■ Kutipan Teks ■
━━━━━━━━

7 Dosa Tubuh Menurut Imam Al-Ghazali dalam Bidayatul Hidayah
Bismillahirrahmanirrahim. 😊
Sejatinya sebagai manusia kita tak pernah lupus dari salah bin dosa. Hal tersebut tak bisa dimungkiri karena sejatinya tiap-tiap hamba sudah dikaruniai akal dan nafsu oleh Allah SWT.
Sebagaimana yang sudah kita rasakan bersama bahwa nafsu kecenderungannya ada yang baik, juga ada yang jelek.
Nah, agar lebih banyak menghadirkan kebaikan, maka segenap insan perlu memanajemen hawa nafsunya serta meninggalkan rutinitas negatif yang bisa meninggikan nafsu keburukan.
Seperti apa jalan yang bisa kita tempuh demi meninggalkan perbuatan-perbuatan dosa?
Ilustrasi Dosa Tubuh. Foto: Klaus Hausmann dari Pixabay |
Kesempurnaan dan kelengkapan panca indera maupun anggota badan adalah titipan dari Sang Pencipta yang wajib kita kelola dengan sebaik-baiknya.
“Sebaik-baiknya” yang dimaksud di sini adalah menjadikan organ tubuh sebagai sarana untuk terus melakukan ketaatan, berusaha menjadi lebih baik serta menjauhkan diri dari dosa dan kemaksiatan.
Terang saja, pada masanya nanti anggota tubuh inilah yang bakal menjadi saksi tentang baik atau buruk kelakuan kita ketika hidup di dunia.
Sebagaimana Kalam Allah SWT yang tertuang dalam QS An-Nuur ayat 24:
“Pada hari (ketika), lidah, tangan dan kaki mereka menjadi saksi atas mereka terhadap apa yang dahulu mereka kerjakan.”
Pun demikian dalam QS Yaasiin ayat 65:
“Pada hari ini Kami tutup mulut mereka; dan berkatalah kepada Kami tangan mereka dan memberi kesaksianlah kaki mereka terhadap apa yang dahulu mereka usahakan.”
Teranglah dalil bahwa anggota tubuh seorang hamba akan menjadi saksi dan menjelaskan tentang apa-apa saja dosa maupun kebaikan yang telah kita lakukan di dunia.
Sedangkan mulut yang dikaruniai lidah tak bertulang ini akan digembok karena lidah tak bertulang begitu mudah untuk berkelit alias berdusta.
Maka dari itulah, demi mengelola anggota tubuh yang telah dikaruniai oleh Allah, kita perlu terus berjuang melaksanakan amanah dengan cara menutup dosa-dosa yang sering dilakukan oleh tubuh.

━━━━━━━━

■ Data untuk Ditinjau ■
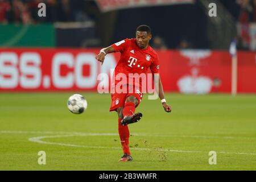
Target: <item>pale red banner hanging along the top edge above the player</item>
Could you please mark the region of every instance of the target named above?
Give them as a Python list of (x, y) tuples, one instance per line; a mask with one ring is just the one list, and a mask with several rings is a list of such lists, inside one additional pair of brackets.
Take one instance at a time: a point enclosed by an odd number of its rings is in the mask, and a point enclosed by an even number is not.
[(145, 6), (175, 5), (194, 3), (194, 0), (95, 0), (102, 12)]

━━━━━━━━

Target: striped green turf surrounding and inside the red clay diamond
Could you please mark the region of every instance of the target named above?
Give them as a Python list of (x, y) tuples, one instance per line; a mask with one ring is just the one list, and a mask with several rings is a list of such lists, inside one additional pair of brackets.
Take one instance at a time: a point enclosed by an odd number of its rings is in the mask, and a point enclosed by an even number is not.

━━━━━━━━

■ Tugas Wajib ■
A – Tulis lagi bagian tulisan tentang dosa tubuh dari "Sedangkan mulut yang" sampai "dilakukan oleh tubuh.", tetapi ganti "amanah" dengan "tanggung jawab".
B – Lanjutkan tulisan tentang dosa tubuh mulai dari kalimat terakhir yang ada.
Catatan-catatan ini tidak ada hubungannya dengan tulisan tentang dosa tubuh.

■ Jawaban Tugas ■
A –
Sedangkan mulut yang dikaruniai lidah tak bertulang ini akan digembok karena lidah tak bertulang begitu mudah untuk berkelit alias berdusta.
Maka dari itulah, demi mengelola anggota tubuh yang telah dikaruniai oleh Allah, kita perlu terus berjuang melaksanakan tanggung jawab dengan cara menutup dosa-dosa yang sering dilakukan oleh tubuh.

B –
Menurut Imam Al-Ghazali dalam kitab Al-Bidayah wa Al-Hidayah yang diintergasikan dalam buku Bidayatul Hidayah, tertera 7 dosa tubuh yang perlu kita cegah. Berikut sajiannya:
1. Dosa Mata
Tidak terelakkan, mata adalah salah satu organ tubuh yang sangat penting bagi kehidupan seorang hamba.
Gara-gara mata, kita bisa melihat yang indah-indah, bisa menyaksikan betapa hebatnya ciptaan Allah, hingga melihat tubuh kita sendiri agar senantiasa menggaungkan rasa syukur.
Tapi, di sisi yang sama, ternyata kehadiran mata malah membuka peluang dilakukannya dosa.
Ya, dosa mata, terutama ketika kita melihat keburukan yang menghadirkan nafsu, kemaksiatan, melihat sesuatu yang semestinya tertutupi (aurat), atau memandang seseorang dengan irama mengejek, maka di sanalah peluang dosa dari mata bakal tercipta.
Jadi, waspadalah kita terhadap dosa mata. Barangkali di luar sana ada segenap orang buta yang sempat mengeluh mengapa matanya tak mampu melihat.
Tapi, sejatinya mereka bisa sedikit berbahagia karena terlepas darinya dosa mata. berkuranglah beban hisabnya di hari kiamat nanti.
Mata sebaik-baiknya mata ialah mata yang dimanfaat untuk melihat kebaikan. Kebaikan yang dimaksud adalah kebaikan yang mampu membuat diri semakin bersyukur, semakin takjub dengan ciptaan Allah Ta'ala, juga semakin (khauf) takut untuk melakukan kemaksiatan.
2. Dosa Telinga
Tidak berbeda dengan mata, sebenarnya keberadaan indera yang bernama telinga juga memberikan peluang manusia untuk terjerumus dalam perbuatan keburukan. Ya, seseorang bisa saja dengan entengnya mendengar perkataan yang seharusnya tidak didengar.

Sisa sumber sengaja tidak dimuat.